WHAT TO WORK ON :: Copy every one of the entries below verbatim, omitting the pictures.

DATA ::
....................
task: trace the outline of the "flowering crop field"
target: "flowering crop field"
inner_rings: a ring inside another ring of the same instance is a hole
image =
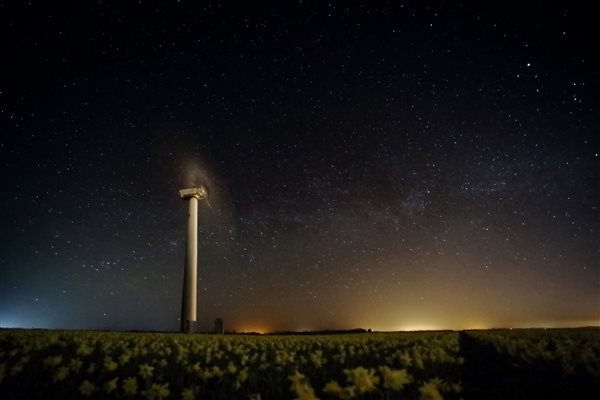
[[[566,382],[574,385],[573,393],[589,396],[600,387],[599,334],[573,330],[217,336],[2,330],[0,397],[537,398],[514,388],[548,363],[556,368],[542,375],[542,381]]]

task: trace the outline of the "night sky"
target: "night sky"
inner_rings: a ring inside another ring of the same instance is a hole
[[[179,329],[197,184],[202,330],[600,324],[587,6],[15,3],[2,327]]]

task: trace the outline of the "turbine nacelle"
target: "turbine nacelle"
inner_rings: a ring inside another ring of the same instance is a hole
[[[189,197],[195,197],[198,200],[207,199],[208,191],[202,185],[196,188],[181,189],[179,191],[179,197],[182,199],[187,199]]]

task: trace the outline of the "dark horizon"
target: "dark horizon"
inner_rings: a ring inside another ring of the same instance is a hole
[[[599,324],[589,7],[5,5],[0,327]]]

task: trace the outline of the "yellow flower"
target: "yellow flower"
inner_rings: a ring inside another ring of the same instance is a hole
[[[90,354],[92,354],[92,352],[94,351],[93,348],[91,348],[90,346],[87,345],[87,343],[80,343],[79,347],[77,348],[77,354],[80,356],[88,356]]]
[[[126,351],[125,353],[123,353],[119,356],[119,362],[121,363],[121,365],[125,365],[129,362],[130,358],[131,358],[131,353]]]
[[[402,390],[404,385],[412,382],[412,377],[406,372],[406,369],[393,370],[389,367],[380,367],[383,375],[383,387],[392,390]]]
[[[115,369],[117,369],[118,366],[119,364],[114,362],[111,357],[104,357],[104,368],[107,371],[114,371]]]
[[[153,383],[150,387],[144,392],[144,396],[148,400],[160,400],[169,397],[169,384],[164,383]]]
[[[139,375],[144,379],[148,379],[152,376],[152,371],[154,371],[154,367],[148,364],[142,364],[140,365]]]
[[[358,389],[358,393],[366,393],[375,390],[375,386],[379,383],[379,377],[375,375],[375,371],[363,367],[344,370],[348,376],[348,380]]]
[[[231,361],[229,361],[229,364],[227,364],[227,372],[229,372],[231,375],[237,372],[237,367]]]
[[[241,369],[238,372],[238,376],[237,376],[238,382],[243,383],[243,382],[246,382],[247,379],[248,379],[248,368]]]
[[[54,374],[52,378],[53,382],[61,382],[64,381],[67,376],[69,376],[69,367],[60,367],[58,371]]]
[[[319,400],[308,379],[300,372],[296,371],[294,375],[288,376],[288,379],[292,381],[290,390],[296,393],[297,400]]]
[[[323,392],[339,395],[344,392],[344,388],[340,386],[336,381],[331,381],[323,388]]]
[[[133,396],[137,393],[137,379],[135,377],[130,377],[123,381],[123,392],[125,392],[126,396]]]
[[[79,386],[79,393],[82,395],[89,397],[96,391],[96,385],[87,379],[81,383]]]
[[[119,381],[119,377],[117,376],[116,378],[113,378],[110,381],[104,383],[104,385],[102,385],[102,388],[104,389],[104,391],[106,393],[111,393],[113,390],[115,390],[117,388],[118,381]]]

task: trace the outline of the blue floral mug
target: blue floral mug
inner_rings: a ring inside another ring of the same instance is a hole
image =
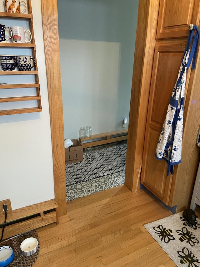
[[[10,31],[10,36],[8,38],[6,37],[5,30],[8,29]],[[6,42],[6,40],[11,39],[12,37],[12,33],[11,29],[9,27],[5,27],[5,25],[3,24],[0,24],[0,42]]]
[[[3,70],[14,70],[17,66],[14,55],[0,55],[0,62]]]
[[[19,70],[30,70],[36,64],[31,56],[15,56]]]

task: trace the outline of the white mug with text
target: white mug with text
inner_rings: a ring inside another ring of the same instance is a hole
[[[19,44],[30,43],[32,40],[32,34],[28,30],[24,29],[21,26],[11,26],[10,27],[12,33],[12,43]],[[25,33],[28,33],[29,36],[25,35]],[[28,39],[28,38],[29,39]]]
....................
SOLUTION FOR THIS TASK ::
task: trace the outline of the "flowering crop field"
target: "flowering crop field"
inner_rings: a ring inside another ring of the same instance is a hole
image =
[[[566,382],[574,385],[573,393],[589,396],[600,387],[599,334],[573,330],[217,336],[2,330],[0,397],[537,398],[514,388],[548,363],[556,368],[542,375],[542,381]]]

task: trace the outline of the "night sky"
target: "night sky"
inner_rings: a ring inside another ring of the same instance is a hole
[[[179,329],[197,184],[202,330],[600,324],[587,6],[15,3],[2,327]]]

task: trace the outline of the "turbine nacelle"
target: "turbine nacelle"
inner_rings: a ring inside another ring of the same instance is a hole
[[[189,197],[195,197],[198,200],[207,199],[208,191],[202,185],[196,188],[181,189],[179,191],[179,197],[182,199],[187,199]]]

task: trace the outline of the "dark horizon"
target: "dark horizon"
inner_rings: a ring inside another ring of the same instance is a hole
[[[599,324],[589,7],[5,5],[0,327]]]

task: trace the outline of the "yellow flower"
target: "yellow flower"
inner_rings: a ring inside another ring of the same instance is a hole
[[[90,354],[92,354],[92,352],[94,351],[93,348],[91,348],[90,346],[87,345],[87,343],[80,343],[79,347],[77,348],[77,354],[80,356],[88,356]]]
[[[126,351],[125,353],[123,353],[119,356],[119,362],[121,363],[121,365],[125,365],[129,362],[130,358],[131,358],[131,353]]]
[[[402,390],[404,385],[412,382],[412,377],[406,372],[406,369],[393,370],[389,367],[380,367],[383,375],[383,387],[392,390]]]
[[[115,369],[117,369],[118,366],[119,364],[114,362],[111,357],[104,357],[104,368],[107,371],[114,371]]]
[[[153,383],[150,387],[144,392],[144,396],[148,400],[160,400],[169,397],[169,384],[164,383]]]
[[[139,375],[144,379],[148,379],[152,376],[152,371],[154,371],[154,367],[148,364],[142,364],[140,365]]]
[[[358,389],[358,393],[366,393],[375,390],[375,386],[379,383],[379,377],[375,375],[375,371],[363,367],[344,370],[348,376],[348,380]]]
[[[231,361],[229,361],[229,364],[227,364],[227,372],[229,372],[231,375],[237,372],[237,367]]]
[[[241,369],[238,372],[238,376],[237,376],[238,382],[243,383],[243,382],[246,382],[247,379],[248,379],[248,368]]]
[[[54,374],[52,378],[53,382],[61,382],[64,381],[67,376],[69,376],[69,367],[60,367],[58,371]]]
[[[319,400],[308,379],[300,372],[296,371],[294,375],[288,376],[288,379],[292,381],[290,390],[296,393],[297,400]]]
[[[323,392],[339,395],[344,392],[344,388],[340,386],[336,381],[331,381],[323,388]]]
[[[133,396],[137,393],[137,379],[135,377],[130,377],[123,381],[123,392],[125,392],[126,396]]]
[[[79,386],[79,393],[82,395],[89,397],[96,391],[96,385],[87,379],[81,383]]]
[[[119,381],[119,377],[117,376],[116,378],[113,378],[110,381],[104,383],[104,385],[102,385],[102,388],[104,389],[104,391],[106,393],[111,393],[113,390],[115,390],[117,388],[118,381]]]

task: trace the outline of the blue floral mug
target: blue floral mug
inner_rings: a ring inside another ring of the same instance is a hole
image =
[[[10,31],[10,36],[8,38],[6,37],[5,30],[8,29]],[[6,42],[6,40],[11,39],[12,37],[12,33],[11,29],[9,27],[5,27],[5,25],[3,24],[0,24],[0,42]]]
[[[3,70],[14,70],[17,66],[14,55],[0,55],[0,62]]]
[[[19,70],[30,70],[36,64],[31,56],[15,56]]]

task: trace the outline of the white mug with text
target: white mug with text
inner_rings: a ring inside another ring of the same instance is a hole
[[[19,44],[30,43],[32,40],[32,34],[28,30],[24,29],[21,26],[11,26],[10,27],[12,33],[12,43]],[[25,33],[28,33],[29,36],[25,35]],[[28,39],[28,38],[29,39]]]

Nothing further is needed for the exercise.